▸ Instructions for the task: Please return only the lines from the one holding "Can you find the window" through the one holding "Can you find the student seated", exactly as they appear in the records below, both ends included.

▸ Stored entries:
»»

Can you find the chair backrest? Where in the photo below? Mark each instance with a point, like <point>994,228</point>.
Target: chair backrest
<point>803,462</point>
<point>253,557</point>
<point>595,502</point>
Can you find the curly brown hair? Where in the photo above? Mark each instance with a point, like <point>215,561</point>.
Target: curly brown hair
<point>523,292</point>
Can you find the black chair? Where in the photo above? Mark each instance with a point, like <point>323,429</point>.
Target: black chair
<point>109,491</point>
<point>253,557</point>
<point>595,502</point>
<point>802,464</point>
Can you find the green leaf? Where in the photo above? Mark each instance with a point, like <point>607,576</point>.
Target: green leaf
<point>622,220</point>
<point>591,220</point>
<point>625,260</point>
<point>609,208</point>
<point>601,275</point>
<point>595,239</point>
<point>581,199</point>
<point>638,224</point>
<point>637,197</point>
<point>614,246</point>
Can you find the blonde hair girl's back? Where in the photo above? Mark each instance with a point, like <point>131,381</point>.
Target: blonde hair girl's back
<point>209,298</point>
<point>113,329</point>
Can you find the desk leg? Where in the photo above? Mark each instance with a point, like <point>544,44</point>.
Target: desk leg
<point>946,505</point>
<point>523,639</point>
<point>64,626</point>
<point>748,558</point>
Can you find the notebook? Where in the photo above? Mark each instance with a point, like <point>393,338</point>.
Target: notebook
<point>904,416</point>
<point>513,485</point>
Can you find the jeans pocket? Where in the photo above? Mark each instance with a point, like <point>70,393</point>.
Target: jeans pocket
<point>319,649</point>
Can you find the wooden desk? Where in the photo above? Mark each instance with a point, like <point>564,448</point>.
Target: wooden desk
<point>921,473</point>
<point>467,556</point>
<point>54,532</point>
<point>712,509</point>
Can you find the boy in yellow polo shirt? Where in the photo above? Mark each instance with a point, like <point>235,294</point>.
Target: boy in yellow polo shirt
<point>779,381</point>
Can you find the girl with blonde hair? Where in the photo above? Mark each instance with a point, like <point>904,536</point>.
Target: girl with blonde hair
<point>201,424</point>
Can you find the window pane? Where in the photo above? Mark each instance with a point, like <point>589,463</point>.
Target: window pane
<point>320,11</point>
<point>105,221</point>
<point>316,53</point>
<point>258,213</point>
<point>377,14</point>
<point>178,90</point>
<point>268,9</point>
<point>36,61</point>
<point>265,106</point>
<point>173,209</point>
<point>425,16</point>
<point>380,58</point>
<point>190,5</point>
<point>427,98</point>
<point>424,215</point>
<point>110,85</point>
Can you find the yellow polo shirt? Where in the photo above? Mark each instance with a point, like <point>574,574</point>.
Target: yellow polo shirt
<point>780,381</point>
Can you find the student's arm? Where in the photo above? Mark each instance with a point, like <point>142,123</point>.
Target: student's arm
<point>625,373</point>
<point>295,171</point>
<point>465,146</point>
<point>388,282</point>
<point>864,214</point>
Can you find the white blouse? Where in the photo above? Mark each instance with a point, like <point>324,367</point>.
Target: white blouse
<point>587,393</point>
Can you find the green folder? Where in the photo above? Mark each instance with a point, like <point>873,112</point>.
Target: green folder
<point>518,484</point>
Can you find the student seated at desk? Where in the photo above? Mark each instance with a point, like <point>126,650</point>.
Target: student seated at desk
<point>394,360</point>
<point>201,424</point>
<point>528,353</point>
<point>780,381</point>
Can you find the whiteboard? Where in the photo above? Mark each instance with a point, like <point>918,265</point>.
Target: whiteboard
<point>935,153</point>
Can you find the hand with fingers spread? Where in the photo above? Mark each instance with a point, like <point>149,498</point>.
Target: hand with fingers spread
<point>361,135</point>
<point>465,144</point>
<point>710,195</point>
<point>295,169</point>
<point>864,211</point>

««

▸ Solution to the exercise:
Can you find the window pane? Where in the photo above? Mark each instance with a point, like <point>589,463</point>.
Target: window pane
<point>320,11</point>
<point>105,221</point>
<point>316,53</point>
<point>258,213</point>
<point>377,14</point>
<point>178,90</point>
<point>268,9</point>
<point>36,61</point>
<point>265,106</point>
<point>173,209</point>
<point>425,16</point>
<point>380,58</point>
<point>190,5</point>
<point>427,98</point>
<point>424,215</point>
<point>110,85</point>
Can you find the yellow polo shirt? Where in the photo above? Mark each instance with a point, like <point>574,574</point>.
Target: yellow polo shirt
<point>780,381</point>
Can you find the student's arm? Where in the photo above? Mark each instance with a point, like <point>142,123</point>.
Target: student's arm
<point>625,373</point>
<point>295,171</point>
<point>465,146</point>
<point>388,282</point>
<point>864,214</point>
Can you find the white blouse? Where in the photo above? Mark each instance with a point, like <point>324,367</point>.
Target: white blouse
<point>587,393</point>
Can you find the green folder? Where in the photo above? Mark each instance with a point, like <point>873,112</point>.
Target: green folder
<point>518,484</point>
Can you find the student seated at desk? Where in the photo above? Mark each instance with a point, like <point>126,650</point>.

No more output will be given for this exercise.